- _Tugas Anda_
A) Menurut teks tentang perjalanan dari Malang, berapa mobil yang disediakan panitia untuk berangkat ke destinasi pertama?
B) Lanjutkan teks tentang perjalanan dari Malang mulai setelah kalimat terakhirnya.

- _Teks Dokumen_
◆ ◆ ◆ ◆ ◆ ◆ ◆
Malang pukul 8 pagi, lewat dikit. Setelah sukses menghubungi EO, akhirnya saya dan Fa'i segera bergabung dengan yang lain, di taman depan stasiun. Sambil mengobrol dengan orang-orang baru, kami pun menikmati makan pagi berupa nasi kotak dari panitia, alhamdulillah, semoga cukup untuk memulai hari panjang nanti.
Setelah absen, melunasi biaya bagi yang belum, dan udah datang juga yang pakai kereta Gajayana, kami pun meluncur ke Alun-alun kota (lagi, bagi saya dan Fa'i). Tapi kali ini, kami tak lagi berteman sepi, karena jumlah rombongan ada 34 orang, plus 4 atau 5 panitia.


tampak balai kota, dengan keterangan sejarah tugu alun-alun kota Malang
balai kota yang menyejukkan pandangan
tugu, teratai, dan balai kota
Setelah puas berfoto-foto ria dengan balai kota, tugu, air mancur yang mengucur sekenanya, teratai dan sejuknya Malang yang telah berubah jadi panasnya siang, 3 mobil Isuzu elf yang disediakan panitia sudah menanti kami. Siap berangkat ke destinasi pertama, Air Terjun Madakaripura. Sebagai cowok, pasti saya belakangan masuk mobil, membiarkan yg lain memilih yang disukai, dan saya mengambil apa yang masih tersisa, karena dimana pun tempat, tetap menyenangkan (pencitraan banget nih, hehe). Awalnya sudah masuk salah satu mobil, ternyata yg di dalam cewek semua, hmm, cari yang lain dulu, bukan muhrim, akhirnya pindah mobil lain, kebetulan cowok. Setelah masuk, berkenalan, namanya Yoga kalo ga salah, pegawai Kemenakertrans, yang setelah berjalannya waktu baru saya tau dia itu ternyata orang Jawa juga, disebelahnya ada pacarnya, lupa lagi namanya, hehe.
◆ ◆ ◆ ◆ ◆ ◆ ◆
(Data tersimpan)
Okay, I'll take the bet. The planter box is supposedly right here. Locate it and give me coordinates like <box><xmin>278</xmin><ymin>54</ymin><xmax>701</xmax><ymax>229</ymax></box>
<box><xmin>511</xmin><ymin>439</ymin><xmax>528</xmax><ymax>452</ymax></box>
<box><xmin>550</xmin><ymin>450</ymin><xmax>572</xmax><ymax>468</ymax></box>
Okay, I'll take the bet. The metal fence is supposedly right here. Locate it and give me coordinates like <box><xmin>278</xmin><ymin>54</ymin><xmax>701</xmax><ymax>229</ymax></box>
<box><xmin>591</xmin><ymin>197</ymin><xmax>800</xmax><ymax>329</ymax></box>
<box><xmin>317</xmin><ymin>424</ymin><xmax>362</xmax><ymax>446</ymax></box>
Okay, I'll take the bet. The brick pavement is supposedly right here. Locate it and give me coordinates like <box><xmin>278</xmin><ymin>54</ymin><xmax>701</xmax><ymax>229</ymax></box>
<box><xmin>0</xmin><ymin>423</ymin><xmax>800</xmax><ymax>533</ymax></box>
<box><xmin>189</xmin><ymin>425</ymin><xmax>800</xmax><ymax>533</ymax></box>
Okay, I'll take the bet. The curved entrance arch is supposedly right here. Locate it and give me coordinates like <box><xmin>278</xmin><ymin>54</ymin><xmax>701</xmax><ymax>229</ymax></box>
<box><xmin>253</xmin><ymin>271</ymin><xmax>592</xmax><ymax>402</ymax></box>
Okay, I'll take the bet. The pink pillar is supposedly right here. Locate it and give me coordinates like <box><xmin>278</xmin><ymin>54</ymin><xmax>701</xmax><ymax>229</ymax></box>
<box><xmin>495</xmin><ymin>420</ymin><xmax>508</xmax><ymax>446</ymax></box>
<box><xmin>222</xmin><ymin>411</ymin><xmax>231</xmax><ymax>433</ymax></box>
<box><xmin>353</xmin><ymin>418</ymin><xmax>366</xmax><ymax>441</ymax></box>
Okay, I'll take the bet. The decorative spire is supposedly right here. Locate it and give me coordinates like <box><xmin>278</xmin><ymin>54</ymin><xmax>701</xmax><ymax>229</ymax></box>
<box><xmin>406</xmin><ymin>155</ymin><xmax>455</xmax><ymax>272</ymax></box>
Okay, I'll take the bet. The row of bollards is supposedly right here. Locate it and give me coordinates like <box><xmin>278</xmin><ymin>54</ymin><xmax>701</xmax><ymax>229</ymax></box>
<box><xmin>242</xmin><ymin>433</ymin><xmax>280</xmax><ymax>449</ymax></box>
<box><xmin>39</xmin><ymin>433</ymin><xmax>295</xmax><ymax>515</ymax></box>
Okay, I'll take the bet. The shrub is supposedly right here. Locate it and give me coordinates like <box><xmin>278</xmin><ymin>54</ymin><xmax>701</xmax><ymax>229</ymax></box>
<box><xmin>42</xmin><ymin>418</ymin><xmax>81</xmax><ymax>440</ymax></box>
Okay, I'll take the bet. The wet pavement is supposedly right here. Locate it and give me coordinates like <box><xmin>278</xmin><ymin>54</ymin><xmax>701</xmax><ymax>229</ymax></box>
◆ ◆ ◆ ◆ ◆ ◆ ◆
- _Jawaban_
A) Panitia menyediakan tiga mobil Isuzu elf.

B)
Madakaripura, Pesona Tersembunyi Air Terjun Tertinggi di Tanah Jawa

Setelah melewati perjalanan yang cukup lama dari stasiun Malang, dan terpantau (dari alamat toko-toko di jalanan) kami telah melalui Pasuruan, hingga akhirnya belok kanan ke daerah yang terlihat kering kerontang di sepanjang perjalanan. Pohon-pohonan tampak kering, tanah terlihat berdebu dan sepanjang mata memandang, ladang-ladang itu tampak kering saja, syukur masih ada sekelompok daun-daun hijau yang mampu bertahan. Bahkan, sempet terlintas dipikirku, wah, bakalan cuman liat "bekas" air terjun nih, bekas aliran, akibat sungainya mengering. Dan, benar saja, begitu semakin dekat hingga sudah ada penunjuk arah "Air Terjun Madakaripura", tepat sebelum tanjakan yang ku duga tanjakan terakhir, ada mantan sungai berbatu dibawah jembatan, benar-benar mantan, yang telah terlupakan. Tak ada air, meski sekedar genangan, pasrah sudah.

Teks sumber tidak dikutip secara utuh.